# Finally a good ebay score!



## adiaz (Nov 26, 2012)

Finally scored a good Ebay deal!

What do you guys think foir $19.95??


----------



## philo426 (Mar 4, 2009)

That orange Mustang is cool!


----------



## WesJY (Mar 4, 2004)

Great DEAL! :thumbsup:

Wes


----------



## RiderZ (Feb 19, 2007)

Nice haul !


----------



## wyatt641 (Jan 14, 2012)

bet the guy you got em from is not as happy as you.....lol..


----------



## alpink (Aug 22, 2010)

I'd say you stole em at that price.
any two of those is worth the price, so the rest are bonus.
including shipping?


----------



## tjetcar (Jul 7, 2009)

It happens every now and then, good one.


----------



## adiaz (Nov 26, 2012)

Shipping only additional $7


----------



## JordanZ870 (Nov 25, 2004)

Ya done GOOD! Congrats! :thumbsup:


----------



## LostDog44 (Mar 18, 2013)

I think you did great! I have seen pit kits go for $30.00 with just a few parts in them.


----------



## vansmack2 (Feb 9, 2012)

I'd say you did very good.


----------



## David S (Mar 31, 2013)

That was a very good deal!:thumbsup:

David S


----------



## sethndaddy (Dec 4, 2004)

I'd say I was sleeping at the wheel you lucky bastage.


----------



## rdm95 (May 8, 2008)

Not as good as yrs, but I think it was a good deal.. I can probably get my money back or even make a couple bucks, just by selling the pit kit
http://www.ebay.com/itm/140957284407?ssPageName=STRK:MEWNX:IT&_trksid=p3984.m1439.l2649


----------



## 60chevyjim (Feb 21, 2008)

cool deal I like them closed rivet afx chassis too


----------



## noddaz (Aug 6, 1999)

Heck ya!
Good score there...


----------



## rdm95 (May 8, 2008)

That AJ's wheelie pickup shoe assembly is pretty HTF I believe. Someone is selling a pair of them right now on eBay & theyre already bid to $30


----------



## rdm95 (May 8, 2008)

Didnt realize it until after getting this today, theres a Super II chassis in there.. It just got a little better!


----------



## RacerDave (Mar 28, 2006)

Great deal indeed. Good going. Love the Firebirds. Dave.


----------

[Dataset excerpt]
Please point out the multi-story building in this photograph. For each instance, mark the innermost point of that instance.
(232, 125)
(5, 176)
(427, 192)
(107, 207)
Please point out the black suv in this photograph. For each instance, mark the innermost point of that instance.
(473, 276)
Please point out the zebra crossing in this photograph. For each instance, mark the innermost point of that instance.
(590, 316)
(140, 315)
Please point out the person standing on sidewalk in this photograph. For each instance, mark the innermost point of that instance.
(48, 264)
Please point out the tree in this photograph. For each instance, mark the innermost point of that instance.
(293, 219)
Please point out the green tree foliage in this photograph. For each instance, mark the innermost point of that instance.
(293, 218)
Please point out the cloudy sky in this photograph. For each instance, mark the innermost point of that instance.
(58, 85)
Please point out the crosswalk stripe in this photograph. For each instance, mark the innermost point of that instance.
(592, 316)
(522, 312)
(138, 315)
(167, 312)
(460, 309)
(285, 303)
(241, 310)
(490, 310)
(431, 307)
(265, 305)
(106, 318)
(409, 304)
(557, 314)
---
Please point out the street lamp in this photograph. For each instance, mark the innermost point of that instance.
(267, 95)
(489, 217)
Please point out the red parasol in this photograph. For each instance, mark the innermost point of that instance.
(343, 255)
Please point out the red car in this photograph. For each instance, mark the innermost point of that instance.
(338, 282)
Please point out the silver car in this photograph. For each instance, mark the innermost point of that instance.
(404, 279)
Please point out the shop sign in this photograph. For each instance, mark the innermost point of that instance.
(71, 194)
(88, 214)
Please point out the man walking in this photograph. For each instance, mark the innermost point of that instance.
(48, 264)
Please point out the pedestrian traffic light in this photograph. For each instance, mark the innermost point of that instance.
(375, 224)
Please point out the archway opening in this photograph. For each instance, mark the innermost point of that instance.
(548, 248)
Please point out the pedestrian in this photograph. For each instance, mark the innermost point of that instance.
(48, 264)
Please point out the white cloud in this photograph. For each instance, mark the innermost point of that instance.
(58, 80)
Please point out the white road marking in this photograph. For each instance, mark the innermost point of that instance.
---
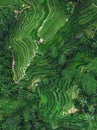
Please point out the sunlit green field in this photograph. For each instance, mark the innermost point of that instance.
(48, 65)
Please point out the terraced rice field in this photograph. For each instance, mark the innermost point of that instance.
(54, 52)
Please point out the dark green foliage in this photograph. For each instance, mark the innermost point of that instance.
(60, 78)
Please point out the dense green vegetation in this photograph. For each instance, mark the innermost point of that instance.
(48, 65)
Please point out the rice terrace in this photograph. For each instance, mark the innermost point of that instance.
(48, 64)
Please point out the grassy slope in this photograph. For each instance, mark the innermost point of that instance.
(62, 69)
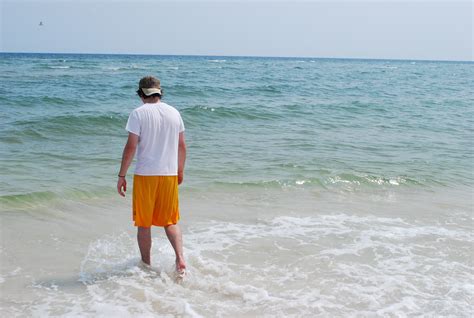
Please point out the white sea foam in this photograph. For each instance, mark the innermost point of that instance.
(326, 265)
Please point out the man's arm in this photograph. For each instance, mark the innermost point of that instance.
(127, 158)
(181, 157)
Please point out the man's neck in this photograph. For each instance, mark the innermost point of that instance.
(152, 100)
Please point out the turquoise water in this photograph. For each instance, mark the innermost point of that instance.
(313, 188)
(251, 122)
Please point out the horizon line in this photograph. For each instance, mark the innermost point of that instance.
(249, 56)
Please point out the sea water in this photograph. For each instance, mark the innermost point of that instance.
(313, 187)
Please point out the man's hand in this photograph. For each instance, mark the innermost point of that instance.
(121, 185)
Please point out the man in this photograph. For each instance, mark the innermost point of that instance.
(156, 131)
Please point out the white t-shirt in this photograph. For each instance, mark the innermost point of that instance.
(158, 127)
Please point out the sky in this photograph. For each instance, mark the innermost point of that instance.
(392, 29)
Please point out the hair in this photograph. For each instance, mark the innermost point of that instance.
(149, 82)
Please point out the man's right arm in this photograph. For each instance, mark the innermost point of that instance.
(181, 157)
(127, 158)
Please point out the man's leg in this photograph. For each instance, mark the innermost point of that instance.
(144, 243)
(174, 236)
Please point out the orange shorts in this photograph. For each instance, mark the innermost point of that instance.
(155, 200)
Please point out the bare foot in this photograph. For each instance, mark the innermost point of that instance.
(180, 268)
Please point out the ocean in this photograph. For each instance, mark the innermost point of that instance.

» What to do
In the forum thread, how much extra did adiaz pay for shipping? The listing isn't needed.

» Written response
An additional $7.